Geben Sie aus dem Bericht über die häusliche Quarantäne den Abschnitt von „Esslingen - Die“ bis einschließlich „mit ihm – ich.“ wortgetreu wieder.

#### [VORLIEGENDER TEXT]
....
Mein Mitbewohner Lasse und ich, beide 25, haben ein Wochenende in häuslicher Quarantäne verbracht. Foto: Xenia Wahl

Mein Mitbewohner war eine Woche lang in Südtirol Skifahren und kam hustend zurück. Weil die Region nun ein Corona-Risikogebiet ist, verbrachten wir ein Wochenende in häuslicher Quarantäne.

Esslingen - Die ganze Zeit war es sehr weit weg, nun ist das Coronavirus auch bei uns angekommen. Und mit „bei uns“ meine ich: direkt in meiner WG. Mein Mitbewohner, 25, ist ein Verdachtsfall, er wurde unter häusliche Quarantäne gestellt. Und mit ihm – ich.

Alles fing damit an, dass er zum Skifahren nach Südtirol gefahren war. Zu diesem Zeitpunkt war die Region noch kein Risikogebiet. Deshalb machten wir uns keine Sorgen, als er eine Woche später mit leichten Erkältungssymptomen zurückkam. Husten, Schnupfen, nichts Außergewöhnliches nach dem Wintersport. Und überhaupt – das habe er schon gehabt, bevor er losgefahren sei. Okay, dachten wir, das kann kein Corona sein.

Diese Einstellung änderte sich ins Gegenteil, als das Robert-Koch-Institut (RKI) vergangenen Donnerstag die norditalienische Urlaubsregion als Risikogebiet eingestuft hat. Immer mehr Infizierte sind zuvor in Südtirol gewesen. Vielleicht dann doch mal testen lassen.

In häuslicher Quarantäne

Damit begann für mich Tag eins der Sippenhaft. „Herr Berner, bleiben Sie besser zu Hause“, hieß es aus der Redaktion. Die Kollegen hatten schließlich von meinem skibegeisterten Kumpel mitbekommen. Durch meine eigenen Scherze.

Mein Mitbewohner hatte jedoch nichts zu Lachen. An wen wendet man sich, wenn man so eine Nachricht bekommt? An den Arzt? Keine gute Idee. Mal vom Andrang hysterischer Erkältungspatienten abgesehen – die Chance, sich tatsächlich mit dem Coronavirus zu infizieren, ist in einem Wartezimmer sicherlich am besten. Also hielt er sich an die offiziellen Empfehlungen: Arzt anrufen, sich zum Gesundheitsamt weiterschicken lassen und viel Geduld aufbringen – Hotline überlastet. Irgendwann kam er durch. Er solle sich im Katharinen Hospital Stuttgart testen lassen, lautete die Anweisung. Und das tat er auch.
....
#### [GESPEICHERTE DATEN]
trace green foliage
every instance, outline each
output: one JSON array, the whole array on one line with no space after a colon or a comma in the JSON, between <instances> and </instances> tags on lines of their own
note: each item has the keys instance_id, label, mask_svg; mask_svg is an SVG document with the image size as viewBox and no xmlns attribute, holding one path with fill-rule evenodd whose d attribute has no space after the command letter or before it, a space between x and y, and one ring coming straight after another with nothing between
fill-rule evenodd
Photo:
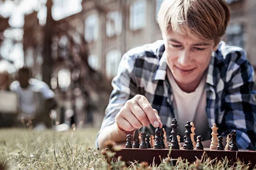
<instances>
[{"instance_id":1,"label":"green foliage","mask_svg":"<svg viewBox=\"0 0 256 170\"><path fill-rule=\"evenodd\" d=\"M211 160L204 155L192 164L181 158L162 159L160 165L130 162L119 158L111 144L102 152L94 146L98 129L67 132L29 129L0 130L0 169L18 170L245 170L250 164L239 161L231 164L227 158ZM1 169L1 167L3 167ZM255 168L254 168L255 169Z\"/></svg>"}]
</instances>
....
#### [ERGEBNIS DER AUFGABE]
Esslingen - Die ganze Zeit war es sehr weit weg, nun ist das Coronavirus auch bei uns angekommen. Und mit „bei uns“ meine ich: direkt in meiner WG. Mein Mitbewohner, 25, ist ein Verdachtsfall, er wurde unter häusliche Quarantäne gestellt. Und mit ihm – ich.